Natural-language object grounding data:
---------------

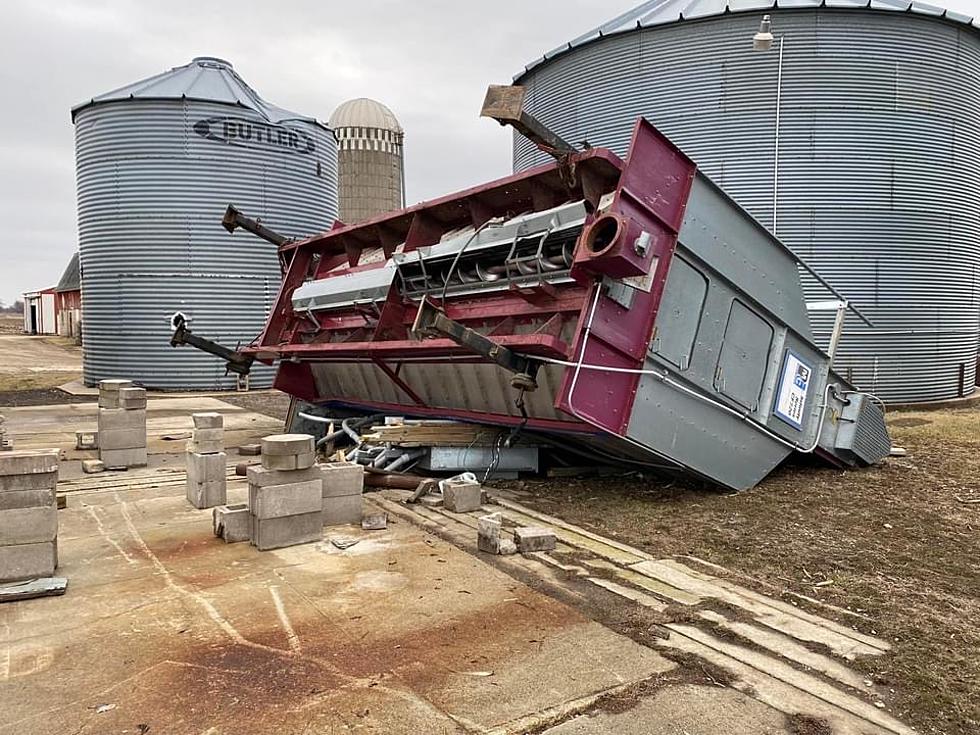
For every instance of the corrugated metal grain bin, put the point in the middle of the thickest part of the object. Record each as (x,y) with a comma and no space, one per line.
(875,178)
(158,162)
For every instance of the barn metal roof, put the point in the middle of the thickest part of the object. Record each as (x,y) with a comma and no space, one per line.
(71,279)
(206,78)
(665,12)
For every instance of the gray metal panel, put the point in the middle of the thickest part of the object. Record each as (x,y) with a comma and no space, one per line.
(151,194)
(680,313)
(744,356)
(879,183)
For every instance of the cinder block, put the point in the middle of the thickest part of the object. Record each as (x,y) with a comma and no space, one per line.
(533,538)
(287,444)
(206,467)
(287,461)
(342,510)
(26,561)
(276,533)
(263,477)
(91,466)
(121,439)
(117,459)
(114,385)
(208,420)
(121,418)
(86,440)
(43,498)
(205,447)
(28,525)
(207,494)
(488,533)
(29,462)
(462,497)
(231,523)
(37,481)
(342,478)
(279,501)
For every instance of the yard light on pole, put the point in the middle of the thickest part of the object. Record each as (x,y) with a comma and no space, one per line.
(762,41)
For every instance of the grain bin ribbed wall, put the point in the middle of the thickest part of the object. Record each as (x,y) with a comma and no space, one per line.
(154,179)
(879,176)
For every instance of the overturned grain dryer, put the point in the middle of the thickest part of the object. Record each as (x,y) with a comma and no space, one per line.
(629,307)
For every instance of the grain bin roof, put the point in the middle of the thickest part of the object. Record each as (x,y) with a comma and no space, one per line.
(207,79)
(664,12)
(364,113)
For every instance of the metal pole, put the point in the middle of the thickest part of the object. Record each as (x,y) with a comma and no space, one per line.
(775,165)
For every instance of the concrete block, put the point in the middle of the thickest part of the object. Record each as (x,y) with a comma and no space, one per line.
(42,498)
(26,561)
(341,478)
(231,523)
(288,444)
(114,385)
(488,533)
(205,468)
(108,400)
(121,418)
(121,439)
(207,494)
(462,497)
(208,420)
(287,461)
(29,462)
(119,459)
(342,510)
(86,440)
(212,446)
(279,501)
(534,538)
(277,533)
(36,481)
(28,525)
(263,477)
(91,466)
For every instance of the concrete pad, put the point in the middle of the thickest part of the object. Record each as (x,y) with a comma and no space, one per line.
(683,710)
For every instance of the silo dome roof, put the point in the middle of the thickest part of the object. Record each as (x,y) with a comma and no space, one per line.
(206,78)
(664,12)
(364,113)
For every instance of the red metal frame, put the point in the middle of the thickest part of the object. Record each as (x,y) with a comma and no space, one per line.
(650,191)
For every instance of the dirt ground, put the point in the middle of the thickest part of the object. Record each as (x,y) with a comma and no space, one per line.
(897,543)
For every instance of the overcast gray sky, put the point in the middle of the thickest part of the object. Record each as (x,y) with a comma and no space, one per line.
(429,60)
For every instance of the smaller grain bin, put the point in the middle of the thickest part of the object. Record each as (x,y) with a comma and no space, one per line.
(372,172)
(158,162)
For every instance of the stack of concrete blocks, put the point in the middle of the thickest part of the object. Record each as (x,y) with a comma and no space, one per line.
(122,425)
(343,485)
(285,494)
(207,484)
(6,444)
(28,515)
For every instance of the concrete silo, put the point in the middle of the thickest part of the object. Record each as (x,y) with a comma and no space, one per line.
(371,161)
(855,138)
(158,161)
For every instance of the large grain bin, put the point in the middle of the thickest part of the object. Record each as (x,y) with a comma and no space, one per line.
(855,137)
(158,162)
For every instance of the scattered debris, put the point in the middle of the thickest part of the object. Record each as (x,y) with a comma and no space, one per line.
(31,588)
(375,522)
(92,466)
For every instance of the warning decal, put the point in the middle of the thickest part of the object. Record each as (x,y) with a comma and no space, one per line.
(793,388)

---------------

§ **Assignment**: What is needed is an exact reproduction of the data, pictures excluded.

§ **Exercise result**:
For every instance of the corrugated metal grain bin, put the point in the middle of the thickest part of the object. Record each as (x,y) with a comma and no space, one per line.
(875,178)
(158,162)
For every instance of the barn metal roof, put the point in the middle of the thickest part of the object. Record each as (x,y) with a comma and no space, one per line.
(71,279)
(206,78)
(665,12)
For every instance of the gray metal panel, put the point in the middle of the thickest part of the object. Record each as (x,y) with a comma and no space, one per line.
(151,194)
(680,313)
(744,356)
(879,183)
For every instance of the cinder block, put the point in the middle of the thickest part of the object. Record each as (x,y) with a comma and no space, one per line.
(533,538)
(287,444)
(206,467)
(287,461)
(342,510)
(26,561)
(276,533)
(263,477)
(91,466)
(121,439)
(117,459)
(114,385)
(208,420)
(121,418)
(86,440)
(43,498)
(205,447)
(28,525)
(207,494)
(488,533)
(29,462)
(462,497)
(231,523)
(37,481)
(342,478)
(279,501)
For every instance of the yard light on pole, put the point in the middle of the thickest part of the object. Record each as (x,y) with a comma and no space, one per line.
(762,41)
For every instance of the grain bin ribbed wall, put the point in the middle of the thickest part of the object. Record each as (x,y) with a comma and no space, one per line.
(154,179)
(879,176)
For every instance of the overturned grain dryer, put the point in the middle of the thickest part of the object. Record each as (x,y) with a comma and no space, one per line.
(629,307)
For every instance of the grain bin roof, put the point in the middle of the thickest part of the object. Record each as (x,y) with a comma and no space, one per line.
(207,79)
(664,12)
(364,113)
For every instance of the metal pole, put the point in the middle of the thickest part of the object. Record each as (x,y) with a comma and no space, one per line.
(775,165)
For every instance of the concrete block, put the point in the middle of the thickest part of the object. Record each as (x,y) with a comma and no space, one per line.
(42,498)
(26,561)
(341,478)
(231,523)
(288,444)
(114,385)
(488,533)
(205,468)
(108,400)
(121,418)
(121,439)
(207,494)
(462,497)
(208,420)
(287,461)
(29,462)
(119,459)
(342,510)
(86,440)
(212,446)
(279,501)
(534,538)
(277,533)
(36,481)
(28,525)
(263,477)
(91,466)
For every instance of the concrete pad, put the point in the middle of the thickest part of the object. Record each as (x,y) with a comma and no space, one per line.
(683,710)
For every instance of the silo dome roof, put the point in the middle of the thickest part of the object. Record each as (x,y) with a comma and no space, one per line.
(206,78)
(664,12)
(364,113)
For every instance of the red metal frame, put the point in the middle of the thickest part of the object. Record each as (x,y) with a comma and no space, one per line.
(650,191)
For every instance of the dirt ground, put the point in the middle of the thickest part of the object. Record each as (x,y) with a comma and no space, one per line.
(897,543)
For every instance of the overcast gray sky, put the point in the middle of the thickest part of the object. Record each as (x,y) with a comma and no space, one per line.
(429,60)
For every instance of the smaller grain bin, put the point in the middle of the thickest part of the object. Record each as (x,y) with a comma and no space, one per line.
(372,172)
(158,162)
For every instance of the stack of concrete blocks, put the point in the middle of the thickest part of the object. Record each as (x,y) with a comma and no space, one per line.
(122,425)
(343,485)
(285,494)
(207,484)
(6,444)
(28,515)
For every instance of the concrete silo, put the point in the middle of the thickest part of the object. Record each as (x,y) with a comma and no space, one per line.
(371,161)
(855,138)
(158,161)
For every instance of the large grain bin, put the point in the middle of the thickest part of the object. Record each as (x,y) with a comma and no space, one per line.
(855,137)
(158,162)
For every instance of the scattered debris, put the point in the middle of the thickest part of the object. Record each as (x,y) with a comma and no space, one per line.
(31,588)
(375,522)
(92,466)
For every instance of the warning decal, put the point in the middle of the thickest part of the object. Record each as (x,y) with a comma and no space, one per line.
(793,388)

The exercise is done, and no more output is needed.